TASK DETAILS → Copy each of the following entries word for word.

◇ ◇ ◇

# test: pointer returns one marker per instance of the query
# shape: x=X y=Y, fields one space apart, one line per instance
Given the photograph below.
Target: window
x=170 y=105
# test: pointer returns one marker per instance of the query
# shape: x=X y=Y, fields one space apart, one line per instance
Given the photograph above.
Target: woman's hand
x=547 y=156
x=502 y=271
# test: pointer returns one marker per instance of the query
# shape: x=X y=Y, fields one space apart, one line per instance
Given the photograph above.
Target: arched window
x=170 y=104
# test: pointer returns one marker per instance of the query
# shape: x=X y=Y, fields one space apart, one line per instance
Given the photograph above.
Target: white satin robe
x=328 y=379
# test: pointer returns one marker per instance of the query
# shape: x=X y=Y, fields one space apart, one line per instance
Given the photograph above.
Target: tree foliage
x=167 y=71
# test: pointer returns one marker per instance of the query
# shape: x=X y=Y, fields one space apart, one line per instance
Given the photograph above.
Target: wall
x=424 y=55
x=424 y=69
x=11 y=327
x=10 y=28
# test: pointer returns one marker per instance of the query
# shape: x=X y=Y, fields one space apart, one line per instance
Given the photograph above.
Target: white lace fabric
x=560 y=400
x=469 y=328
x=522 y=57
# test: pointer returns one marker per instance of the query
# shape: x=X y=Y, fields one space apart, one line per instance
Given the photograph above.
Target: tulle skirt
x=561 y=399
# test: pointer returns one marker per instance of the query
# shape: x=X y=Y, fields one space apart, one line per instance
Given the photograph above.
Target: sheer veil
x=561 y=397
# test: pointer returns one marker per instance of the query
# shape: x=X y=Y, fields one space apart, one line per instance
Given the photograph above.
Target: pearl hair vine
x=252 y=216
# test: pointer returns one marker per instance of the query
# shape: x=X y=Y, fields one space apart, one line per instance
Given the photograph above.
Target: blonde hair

◇ ◇ ◇

RESPONSE →
# test: pointer returns one marker per instance of the query
# shape: x=X y=Y, fields one space apart, one line per instance
Given the photograph below.
Target: window
x=170 y=105
# test: pointer returns one marker per instance of the query
# shape: x=X y=Y, fields one space apart, one line per instance
Given the photograph above.
Target: woman's hand
x=547 y=156
x=502 y=271
# test: pointer returns one marker per instance of the query
# shape: x=X y=Y, fields one space apart, one line per instance
Given the photograph above.
Target: arched window
x=170 y=104
# test: pointer returns one marker per instance of the query
# shape: x=X y=Y, fields one space apart, one line per instance
Given the photograph above.
Target: white satin robe
x=328 y=379
# test: pointer returns one marker per instance of the query
# shape: x=X y=Y, fields one space apart, one line per instance
Given the photograph above.
Target: tree foliage
x=167 y=71
# test: pointer returns one marker per instance of the query
# shape: x=X y=Y, fields one space apart, one line per instance
Given the photograph above.
Target: wall
x=424 y=55
x=424 y=69
x=11 y=327
x=10 y=28
# test: pointer returns one marker per instance of the query
# shape: x=X y=Y, fields one space apart, one line per instance
Given the photograph above.
Target: white lace fabric
x=560 y=400
x=469 y=328
x=522 y=57
# test: pointer returns one marker per instance of the query
# shape: x=X y=Y, fields one space apart, one line per instance
Given the photograph above.
Target: tulle skirt
x=561 y=399
# test: pointer returns one marker per instance of the query
# shape: x=X y=Y, fields one space apart, one line per instance
Given the photograph above.
Target: sheer veil
x=561 y=397
# test: pointer returns one marker per instance of the query
# shape: x=X y=Y, fields one space apart, one line per instance
Given the photograph above.
Target: pearl hair vine
x=252 y=216
# test: pointer returns one marker per instance of the query
# shape: x=X y=Y, fields one space apart, one line per instance
Given the photograph above.
Target: blonde hair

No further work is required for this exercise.